- Written request 1: In the variable stars discussion, which star is named as the brightest in the sky, and at what magnitude?
- Written request 2: Please extend the variable stars discussion, picking up right after its last sentence.

- Supplied passage:
• • • •

Extrinsic variable stars tend to be the result of a binary system where one star passes in front of the other, obstructing the star from view. This tends to be something that lasts a few minutes at most, and potentially hours in very rare cases. You could always modify it to work for your needs, but since there are other better suited types above, I might use those instead.

Examples of variable stars:

Betelgeuse (in Orion)
Proxima Centauri (Centaurus)
Most of the stars in Cepheus (which is where the Cephid variable star gets its name)
Algol (Perseus)
Polaris (Ursa Minor)

If your society is pre-Industrialized, you're going to need a section of sky that is full of fairly dim stars for there to be a noticeable difference. Even in the countryside with no binoculars/telescope, it's hard to tell when Polaris dims versus brightens. There are a ton of stars in the sky in that general region. 

You'll also need to increase the magnitude of the variable star by, goodness, 50-75%. Most of the famous variable stars aren't that bright. For reference, Sirius (Dog Star) is the brightest star in the sky at -1.46 magnitude. Betelgeuse (9th brightest star) is anywhere from 0.2 to 1.2. (The point being that the further along the negative side of the scale the brighter the star is, the sun is -27; and the further along the positive side the dimmer.)

I hope this helps! /astronomy geekery


----------



## skip.knox (Dec 8, 2013)

Variable stars are a nice touch. It'd be pretty extraordinary to have 12 stars all moving on 30 day cycles, but hey, this is fantasy.

The obvious thing to choose would be not varying brightness but constellations. As in the Zodiac. But maybe that puts your fantasy world too close to Real World.

You might think to use 12 planets, but there's no way in physics to get them to the same place at the same time of year. Different orbits and all.

How about moons? Not twelve, but one with a year-long phase, or a couple of moons or even three that could in differing configurations mark the different months.


----------



## ThinkerX (Dec 8, 2013)

Might want to consider a combo of variability and brightness (or lack thereof).

• • • •

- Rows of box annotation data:
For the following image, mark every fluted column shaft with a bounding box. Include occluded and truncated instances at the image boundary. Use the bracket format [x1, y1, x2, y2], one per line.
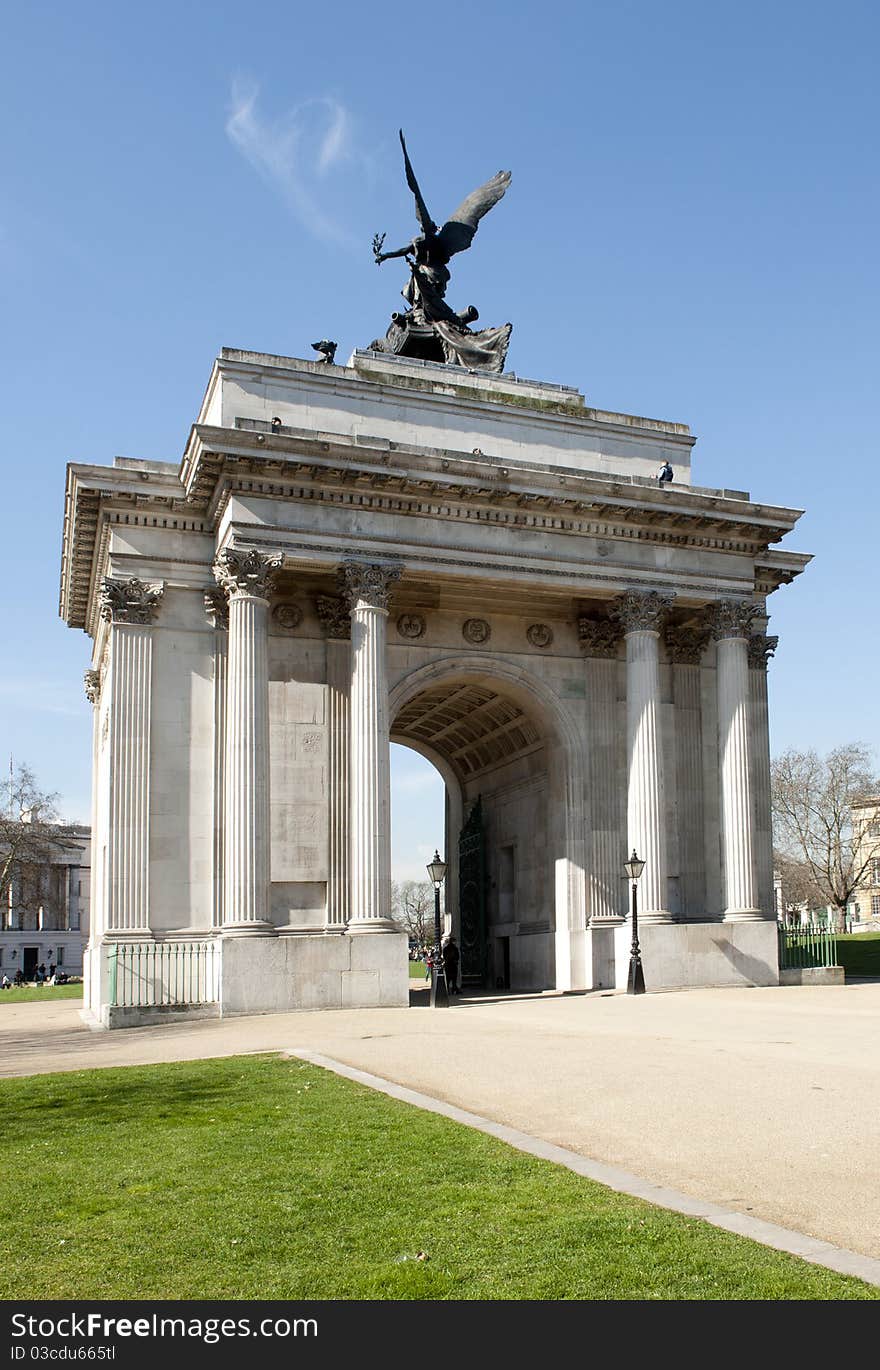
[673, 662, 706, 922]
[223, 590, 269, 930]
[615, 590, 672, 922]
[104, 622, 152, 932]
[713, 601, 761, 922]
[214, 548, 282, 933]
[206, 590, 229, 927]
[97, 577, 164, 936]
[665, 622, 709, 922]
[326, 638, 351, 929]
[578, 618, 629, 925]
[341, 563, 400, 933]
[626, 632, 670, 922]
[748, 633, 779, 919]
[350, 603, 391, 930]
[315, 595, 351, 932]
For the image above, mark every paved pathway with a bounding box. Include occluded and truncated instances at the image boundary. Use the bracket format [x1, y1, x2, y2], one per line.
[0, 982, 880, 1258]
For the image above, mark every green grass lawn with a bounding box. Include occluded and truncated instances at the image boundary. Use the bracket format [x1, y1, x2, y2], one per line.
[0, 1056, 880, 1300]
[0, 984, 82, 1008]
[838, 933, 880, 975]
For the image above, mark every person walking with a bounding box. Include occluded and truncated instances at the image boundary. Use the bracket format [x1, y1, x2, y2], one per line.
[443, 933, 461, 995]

• • • •

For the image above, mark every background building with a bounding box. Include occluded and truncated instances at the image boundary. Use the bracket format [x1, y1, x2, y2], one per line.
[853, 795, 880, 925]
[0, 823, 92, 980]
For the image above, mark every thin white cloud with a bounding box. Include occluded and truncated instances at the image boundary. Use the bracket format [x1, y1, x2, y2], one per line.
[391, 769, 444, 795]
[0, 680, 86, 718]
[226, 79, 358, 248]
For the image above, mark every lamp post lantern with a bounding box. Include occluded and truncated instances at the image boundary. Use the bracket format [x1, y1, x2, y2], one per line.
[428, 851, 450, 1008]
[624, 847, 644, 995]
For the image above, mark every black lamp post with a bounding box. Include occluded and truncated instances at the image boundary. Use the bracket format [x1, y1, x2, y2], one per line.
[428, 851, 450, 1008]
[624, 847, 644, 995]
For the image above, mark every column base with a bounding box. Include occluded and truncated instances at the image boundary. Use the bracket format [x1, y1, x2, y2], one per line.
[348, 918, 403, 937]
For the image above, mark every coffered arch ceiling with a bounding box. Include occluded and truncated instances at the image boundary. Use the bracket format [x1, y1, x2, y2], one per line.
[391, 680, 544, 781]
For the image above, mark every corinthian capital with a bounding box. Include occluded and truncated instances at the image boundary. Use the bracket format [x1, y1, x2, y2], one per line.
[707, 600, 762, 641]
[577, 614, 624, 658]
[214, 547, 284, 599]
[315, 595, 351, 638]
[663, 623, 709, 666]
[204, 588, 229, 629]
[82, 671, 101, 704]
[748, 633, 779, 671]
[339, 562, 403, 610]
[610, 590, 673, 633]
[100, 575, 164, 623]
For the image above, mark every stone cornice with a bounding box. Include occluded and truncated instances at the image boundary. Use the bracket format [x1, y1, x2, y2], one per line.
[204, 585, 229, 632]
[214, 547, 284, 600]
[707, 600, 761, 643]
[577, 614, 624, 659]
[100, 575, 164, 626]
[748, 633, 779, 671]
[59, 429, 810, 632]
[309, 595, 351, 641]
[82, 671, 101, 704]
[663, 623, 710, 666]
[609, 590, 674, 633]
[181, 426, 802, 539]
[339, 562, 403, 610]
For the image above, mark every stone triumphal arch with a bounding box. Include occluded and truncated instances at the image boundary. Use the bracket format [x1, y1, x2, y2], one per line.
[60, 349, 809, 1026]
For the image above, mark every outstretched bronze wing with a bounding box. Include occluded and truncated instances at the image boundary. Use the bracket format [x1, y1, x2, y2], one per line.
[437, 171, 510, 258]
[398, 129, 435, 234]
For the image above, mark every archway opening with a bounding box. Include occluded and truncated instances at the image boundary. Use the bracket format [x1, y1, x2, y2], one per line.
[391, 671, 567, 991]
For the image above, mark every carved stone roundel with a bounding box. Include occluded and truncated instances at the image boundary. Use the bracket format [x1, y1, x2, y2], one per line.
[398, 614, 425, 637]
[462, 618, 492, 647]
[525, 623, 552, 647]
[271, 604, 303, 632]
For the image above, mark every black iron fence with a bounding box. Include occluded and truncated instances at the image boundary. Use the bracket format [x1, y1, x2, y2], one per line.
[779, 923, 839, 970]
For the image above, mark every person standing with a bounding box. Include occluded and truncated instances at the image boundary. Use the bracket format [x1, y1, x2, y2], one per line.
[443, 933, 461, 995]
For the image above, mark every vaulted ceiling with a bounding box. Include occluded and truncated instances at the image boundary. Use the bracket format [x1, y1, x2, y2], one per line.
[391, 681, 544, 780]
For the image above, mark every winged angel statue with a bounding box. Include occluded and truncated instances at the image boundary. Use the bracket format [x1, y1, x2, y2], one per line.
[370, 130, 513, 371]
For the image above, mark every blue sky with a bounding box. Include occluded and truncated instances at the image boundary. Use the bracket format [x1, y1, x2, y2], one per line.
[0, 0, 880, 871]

• • • •

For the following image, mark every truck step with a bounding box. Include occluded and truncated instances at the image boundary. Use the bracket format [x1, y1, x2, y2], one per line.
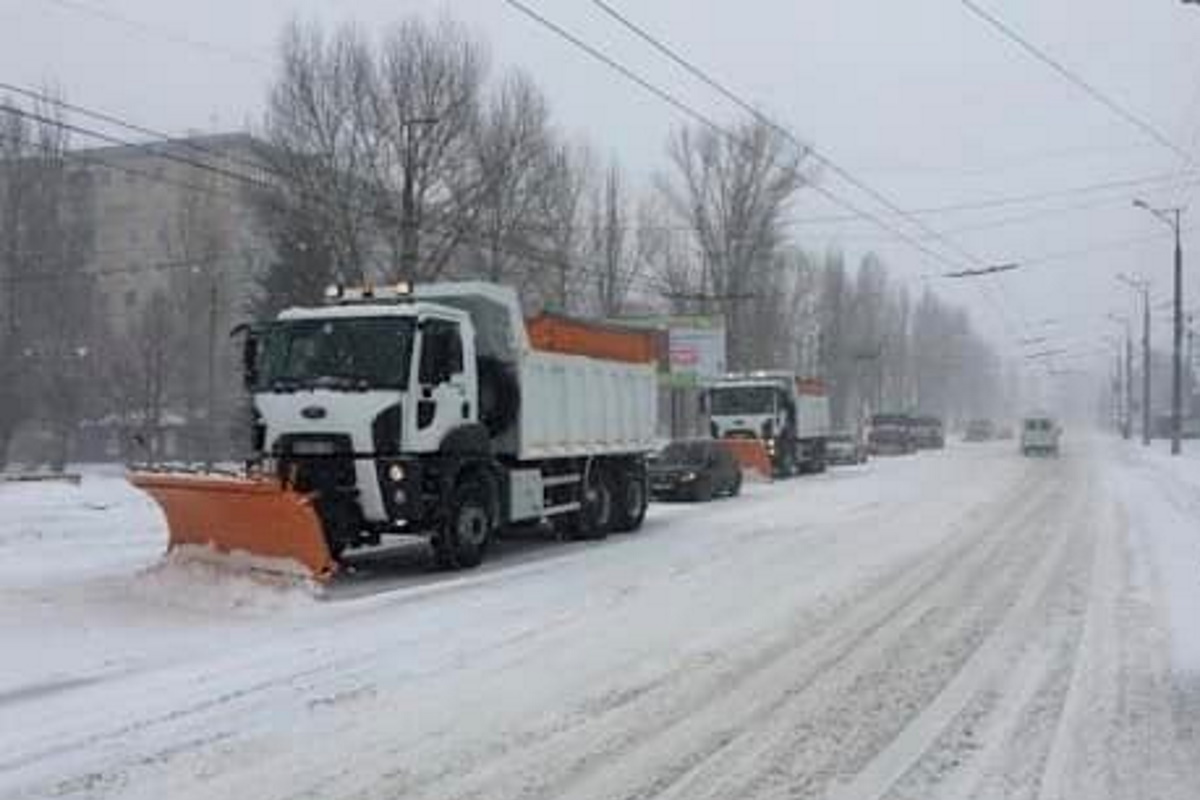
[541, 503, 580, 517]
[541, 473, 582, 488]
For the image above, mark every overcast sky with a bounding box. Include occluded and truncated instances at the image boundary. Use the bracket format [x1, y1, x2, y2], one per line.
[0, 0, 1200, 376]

• • • •

- Right answer 1: Sirius, the Dog Star, at -1.46 magnitude.

- Right answer 2:
1st month: dominant star 'winks' in brightness on a 24 hour cycle, give or take

2nd month: tight triangle of three bright stars of steady luminosity

3rd month: dominant star is a long term variable

4th month: NO bright stars, aka the 'dark month'  (with attendent superstitions about evil gods swallowing the light)

5th month: 'shooting stars' - large group of meteors making a close pass of the planet during this time each year (with attendent superstitions about falling spirits)

ect


----------



## Saigonnus (Dec 8, 2013)

It could, it is fact that as the planet orbits the sun, certain stars/ other planets in the solar system come into view only during certain times of year from their closeness to the planet. For example, August on earth is usually when Mars is the closest to us, and appears as a red dot in the heavens. All other times of year, it is invisible to the naked eye.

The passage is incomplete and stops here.